- Job -
Write out the records below again with "one point per instance" substituted for every "one dot per instance", changing nothing else. Leave the pictures out of your answer.

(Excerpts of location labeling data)
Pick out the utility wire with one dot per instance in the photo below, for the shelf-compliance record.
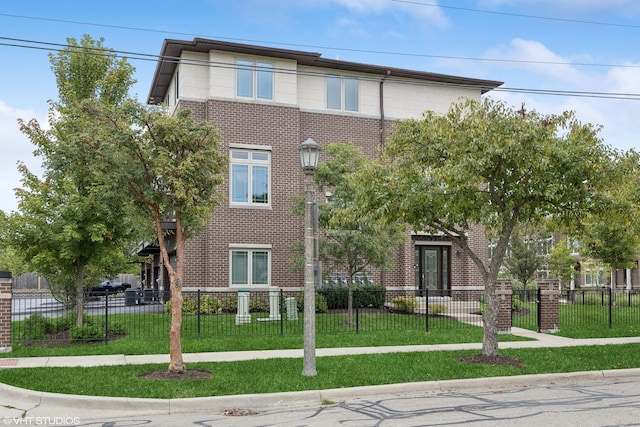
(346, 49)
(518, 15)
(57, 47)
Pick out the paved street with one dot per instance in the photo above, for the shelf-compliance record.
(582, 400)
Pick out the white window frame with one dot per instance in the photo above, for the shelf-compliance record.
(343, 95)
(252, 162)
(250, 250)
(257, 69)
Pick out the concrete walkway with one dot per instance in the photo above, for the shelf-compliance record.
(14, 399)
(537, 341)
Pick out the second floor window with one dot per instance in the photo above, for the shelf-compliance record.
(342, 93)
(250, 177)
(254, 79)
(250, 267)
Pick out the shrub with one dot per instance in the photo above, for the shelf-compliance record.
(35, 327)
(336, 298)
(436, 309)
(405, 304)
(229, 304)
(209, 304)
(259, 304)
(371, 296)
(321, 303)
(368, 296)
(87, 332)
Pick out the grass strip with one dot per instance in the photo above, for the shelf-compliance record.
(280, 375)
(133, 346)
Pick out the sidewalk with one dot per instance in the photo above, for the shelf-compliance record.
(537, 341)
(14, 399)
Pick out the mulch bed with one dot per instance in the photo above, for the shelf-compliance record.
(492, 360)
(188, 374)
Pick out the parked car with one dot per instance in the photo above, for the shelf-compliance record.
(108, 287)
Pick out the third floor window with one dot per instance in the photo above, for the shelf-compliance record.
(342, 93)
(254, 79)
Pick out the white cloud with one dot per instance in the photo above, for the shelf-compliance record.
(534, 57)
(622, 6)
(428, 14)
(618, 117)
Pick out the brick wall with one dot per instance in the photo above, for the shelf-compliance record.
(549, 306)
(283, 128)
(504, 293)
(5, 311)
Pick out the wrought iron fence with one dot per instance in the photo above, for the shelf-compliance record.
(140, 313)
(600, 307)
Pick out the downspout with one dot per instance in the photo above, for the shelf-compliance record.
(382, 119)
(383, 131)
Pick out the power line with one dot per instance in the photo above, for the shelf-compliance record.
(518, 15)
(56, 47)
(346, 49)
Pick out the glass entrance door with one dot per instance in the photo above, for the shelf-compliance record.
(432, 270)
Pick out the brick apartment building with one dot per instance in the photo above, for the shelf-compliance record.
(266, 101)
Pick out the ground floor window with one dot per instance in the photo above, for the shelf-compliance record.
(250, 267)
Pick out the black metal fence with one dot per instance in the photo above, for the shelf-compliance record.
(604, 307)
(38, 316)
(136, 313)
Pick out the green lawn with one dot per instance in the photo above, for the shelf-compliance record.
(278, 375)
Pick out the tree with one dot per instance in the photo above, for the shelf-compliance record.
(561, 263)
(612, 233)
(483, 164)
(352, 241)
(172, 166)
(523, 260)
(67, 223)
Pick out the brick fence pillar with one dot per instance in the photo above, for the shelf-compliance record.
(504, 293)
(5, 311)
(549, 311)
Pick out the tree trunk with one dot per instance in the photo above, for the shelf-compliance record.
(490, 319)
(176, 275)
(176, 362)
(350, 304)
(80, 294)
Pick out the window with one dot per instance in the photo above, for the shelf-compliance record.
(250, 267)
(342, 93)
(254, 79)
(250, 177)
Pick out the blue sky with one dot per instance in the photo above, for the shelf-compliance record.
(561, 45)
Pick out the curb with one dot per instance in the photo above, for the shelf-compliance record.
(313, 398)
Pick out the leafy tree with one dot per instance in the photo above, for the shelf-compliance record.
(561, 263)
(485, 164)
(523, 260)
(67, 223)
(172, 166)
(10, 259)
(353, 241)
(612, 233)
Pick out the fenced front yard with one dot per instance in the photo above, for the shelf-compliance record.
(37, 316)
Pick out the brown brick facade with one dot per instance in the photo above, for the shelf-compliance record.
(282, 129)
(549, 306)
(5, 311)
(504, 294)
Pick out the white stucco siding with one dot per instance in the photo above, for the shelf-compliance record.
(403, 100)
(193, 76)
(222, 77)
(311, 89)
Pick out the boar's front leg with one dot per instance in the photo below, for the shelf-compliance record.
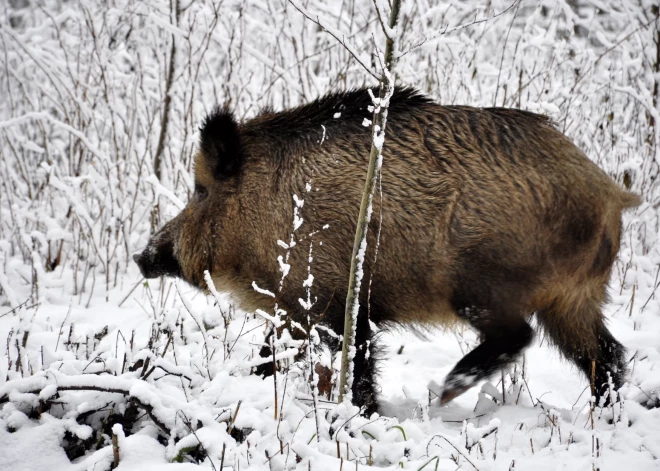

- Complete response -
Pick out the utility wire with one point per instance in the photo below, for the shelf-compliance record.
(346, 49)
(518, 15)
(57, 47)
Pick out the paved street with one point per instance in the photo above, for the shelf-compliance record.
(582, 400)
Pick out the white window frame with one point per instance in the photo above, for the shelf-compliance record.
(343, 95)
(252, 162)
(250, 250)
(257, 69)
Pick out the concrete walkway with one point per instance in the photo above, for the shelf-compliance record.
(14, 399)
(537, 341)
Pick out the second floor window with one point per instance in the photo above, for the shelf-compliance record.
(342, 93)
(250, 177)
(254, 79)
(250, 267)
Pick out the shrub with one point per instance in the photo above, for the shelf-compliance record.
(35, 327)
(336, 298)
(436, 309)
(405, 304)
(229, 304)
(209, 304)
(259, 304)
(371, 296)
(321, 303)
(368, 296)
(87, 332)
Pick out the grass strip with one point per instance in the photo above, for the shelf-compliance record.
(280, 375)
(133, 346)
Pick out the sidewalk with one point per instance in the photo above, for the shelf-compliance record.
(537, 341)
(14, 399)
Pick out the mulch bed with one point per instance in the photo above, for the shelf-compliance record.
(492, 360)
(188, 374)
Pick out the parked car with one point per instance in the photo above, for the shelf-compliance record.
(108, 287)
Pick out the third floor window with one point per instance in the photo above, for the shelf-compliance record.
(342, 93)
(254, 79)
Pick out the white cloud with one point per instance in the photo above, for the shelf-compliance record.
(534, 57)
(622, 6)
(428, 14)
(618, 117)
Pick out the brick wall with one point per instance in the photo above, for the shelf-compliance record.
(549, 306)
(283, 128)
(504, 293)
(5, 311)
Pick out the wrought iron fence with one point per instance in the photo above, for the shelf-compliance record.
(140, 313)
(600, 307)
Pick out the downspout with one point per instance in the photo above, for the shelf-compliance record.
(382, 119)
(383, 131)
Pick out the power line with one point per instance in the photo above, for the shelf-compliance record.
(518, 15)
(56, 47)
(346, 49)
Pick out the glass entrance door with one point per instance in the photo above, for the shelf-compliance record.
(432, 270)
Pick out the brick apartment building with one point per instance in the photo above, for the shelf-compliance record.
(266, 101)
Pick out the ground floor window with one point per instance in the photo above, for the shelf-compliance record.
(250, 267)
Pick out the black metal fence with one point per instance in the photo above, for the shelf-compliance record.
(604, 307)
(38, 316)
(136, 313)
Pick out the green lawn with one point per instance in the photo above, for the shelf-compliance record.
(278, 375)
Pick out the tree with one point per instance in the photo above, for the shelf-compliance record.
(561, 263)
(612, 233)
(483, 164)
(352, 241)
(172, 166)
(523, 260)
(67, 223)
Pick out the brick fence pillar with one point per instance in the photo above, for the shelf-compliance record.
(504, 293)
(5, 311)
(549, 311)
Pick out the tree trunk with one point per instance in the photo above, for the shelf-compliance record.
(490, 319)
(176, 275)
(176, 362)
(350, 304)
(80, 294)
Pick out the window with one point per instance in the photo above, for the shelf-compliance record.
(250, 267)
(342, 93)
(254, 79)
(250, 177)
Pick out the blue sky with one point per instance in the photo above, for the shelf-compliance record.
(561, 45)
Pick out the curb with one point per instance in the photo above, for the shelf-compliance record.
(313, 398)
Pick out the leafy tree with one point per instance in the photo above, for the shelf-compliance record.
(561, 263)
(485, 164)
(523, 260)
(67, 223)
(172, 166)
(10, 259)
(353, 241)
(612, 233)
Pick out the fenced front yard with one point per instance in the photo above, for the shelf-compliance record.
(37, 316)
Pick out the brown brick facade with one point per instance in the photo above, for the shelf-compliance record.
(282, 129)
(549, 306)
(5, 311)
(504, 294)
Pick out the white stucco siding with one point per instance in the photo above, for the shelf-compliance record.
(403, 100)
(193, 76)
(222, 77)
(311, 89)
Pick out the boar's front leg with one point per instance in the photo below, for the shelf-compliance record.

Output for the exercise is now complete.